■ Exercises
1 – Sum up the program notes in two sentences.
2 – Write the next part of the program notes on Gershwin, The Fantasticks, and the Rodgers family, beginning after their final sentence.

■ Text under study
▼▼▼

This program is set among excerpts of letters and archival interviews with George Gershwin and his brother and lyricist Ira Gershwin, his longtime musical collaborator Kay Swift, and the legendary pianist Oscar Levant. The words of Todd Duncan and Anne Brown, the original Porgy and Bess, provide an intimate perspective on the creation of Gershwin’s “folk opera” and the invaluable contributions of its performers. Peppered among hits like “Embraceable You” and “Love Is Here To Stay” are pieces of essays written by George Gershwin in which he pondered and pontificated on the meaning of “jazz” and the definition of “music” itself. Asserting his constant effort to eschew genres, Gershwin wrote: “From any sound critical standpoint, labels mean nothing at all. Good music is good music, even if you call it ‘oysters.’”

60 years ago, on May 3, 1960, at the tiny Sullivan Street Playhouse in Greenwich Village, The Fantasticks opened on the sparsest of budgets and ran uninterrupted for nearly 42 years, closing on January 13, 2002 after a record 17,162 performances. Its elegance and simplicity endured four decades of the chaotic world going “Round and Round” while its creators continued their evolution into several uptown successes. Including 110 In the Shade and I Do! I Do!, the jewel box of creativity that is the Jones and Schmidt collaboration is perhaps the most steadfast of its kind.

The groundbreaking works of Richard Rodgers, most famously in his collaborations with Lorenz Hart and Oscar Hammerstein II, gave us the foundation of the modern musical form. But Rodgers also left a family lineage that has enriched the craft in abundant fashion. In a loose song cycle format, this program will weave his work with the charming and witty creations of daughter Mary Rodgers (Once Upon a Mattress) and the complex and extraordinary palette of grandson Adam Guettel (The Light in the Piazza, Floyd Collins), as we look toward the progression of musicals over the decades and into the future.

▲▲▲

■ Supplied entries
▼▼▼

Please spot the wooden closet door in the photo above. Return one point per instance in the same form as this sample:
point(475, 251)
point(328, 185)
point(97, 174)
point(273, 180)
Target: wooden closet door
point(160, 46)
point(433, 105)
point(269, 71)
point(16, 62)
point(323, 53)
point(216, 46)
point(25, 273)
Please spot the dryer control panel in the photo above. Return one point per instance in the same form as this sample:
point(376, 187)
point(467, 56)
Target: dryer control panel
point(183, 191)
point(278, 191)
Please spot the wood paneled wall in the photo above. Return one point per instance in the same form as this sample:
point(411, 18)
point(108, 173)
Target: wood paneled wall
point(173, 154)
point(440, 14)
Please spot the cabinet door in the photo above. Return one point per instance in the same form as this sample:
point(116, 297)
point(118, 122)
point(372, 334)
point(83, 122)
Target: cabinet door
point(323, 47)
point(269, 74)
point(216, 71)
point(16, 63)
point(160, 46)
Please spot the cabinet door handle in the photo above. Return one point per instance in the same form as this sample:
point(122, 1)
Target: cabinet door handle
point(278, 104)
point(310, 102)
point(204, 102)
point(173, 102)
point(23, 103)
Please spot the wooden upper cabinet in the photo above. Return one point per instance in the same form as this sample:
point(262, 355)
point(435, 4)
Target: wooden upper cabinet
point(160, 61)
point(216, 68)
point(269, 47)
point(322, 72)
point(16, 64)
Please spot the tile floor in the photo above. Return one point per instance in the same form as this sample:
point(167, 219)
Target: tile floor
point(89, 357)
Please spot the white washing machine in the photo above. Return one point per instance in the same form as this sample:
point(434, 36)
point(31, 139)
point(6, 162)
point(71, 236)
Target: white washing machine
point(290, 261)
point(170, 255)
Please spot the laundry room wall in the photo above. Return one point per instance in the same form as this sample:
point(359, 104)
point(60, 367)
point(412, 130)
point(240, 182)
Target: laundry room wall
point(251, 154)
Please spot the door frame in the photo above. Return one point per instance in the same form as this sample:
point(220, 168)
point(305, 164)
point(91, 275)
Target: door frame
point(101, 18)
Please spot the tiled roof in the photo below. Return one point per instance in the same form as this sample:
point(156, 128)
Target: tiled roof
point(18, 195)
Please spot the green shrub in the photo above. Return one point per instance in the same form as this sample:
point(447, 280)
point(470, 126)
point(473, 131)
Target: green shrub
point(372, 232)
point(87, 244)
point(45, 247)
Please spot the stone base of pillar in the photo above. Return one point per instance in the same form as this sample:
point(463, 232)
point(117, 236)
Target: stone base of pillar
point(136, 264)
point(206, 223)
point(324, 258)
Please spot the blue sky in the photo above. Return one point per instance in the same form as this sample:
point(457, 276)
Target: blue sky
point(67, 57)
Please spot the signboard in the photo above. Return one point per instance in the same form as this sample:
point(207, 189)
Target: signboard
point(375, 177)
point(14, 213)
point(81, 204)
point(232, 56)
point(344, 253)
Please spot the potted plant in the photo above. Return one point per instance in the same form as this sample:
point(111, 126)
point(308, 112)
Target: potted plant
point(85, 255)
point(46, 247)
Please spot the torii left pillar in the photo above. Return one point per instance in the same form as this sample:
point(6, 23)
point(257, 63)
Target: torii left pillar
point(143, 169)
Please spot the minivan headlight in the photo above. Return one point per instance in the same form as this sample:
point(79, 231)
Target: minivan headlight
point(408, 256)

▲▲▲

■ Results for each task
1 – The program notes describe a Gershwin program set among letters and interviews with George Gershwin and those close to him, featuring his songs and his essays on jazz and the meaning of music, and they recall how The Fantasticks opened on May 3, 1960, and ran nearly 42 years for a record 17,162 performances. They also describe a program weaving Richard Rodgers' work with that of his daughter Mary Rodgers and grandson Adam Guettel to look at how musicals have progressed over the decades and into the future.

2 –
As a celebration of our performers, and the necessary medium of film to tell these stories at this moment in time, this special program presents some of the best songs specifically written for film ever since the genre first achieved the technology to capture sound. A diverse concert of hits like “Moon River” and “The Man That Got Away” mixed in with other songs from decades of film history offers a look at the effect of these songs on an audience and how, even in a non-musical film, music is key to unlocking the emotional journey of storytelling.

It is said that Jule Styne published over 1,500 songs in his lifetime, a staggering number that spans decades and includes dozens of collaborators. Beginning with Sammy Cahn in the 1940s, his lyricists would include names like Betty Comden, Adolph Green, Leo Robin, Bob Merrill, and Stephen Sondheim. Styne wrote some of our most famous songs and classic Broadway hits, with a multitude of lesser-known work along the way. The lasting power of star vehicles like Gypsy and Funny Girl has remained throughout every sea change of cultural mood and sentiment.

Ragtime. Anastasia. Once On This Island. A Man of No Importance. My Favorite Year. Lynn Ahrens has created lyrics for award winning songs for Broadway, Hollywood, and television earning Tony, Drama Desk and Outer Critics Circle Awards, in addition to Academy Award, Grammy Award and Golden Globe nominations. As one of the most revered and prolific contemporary lyricists—a woman in a world where few have flourished—it's time to shine a light on her incredible talent!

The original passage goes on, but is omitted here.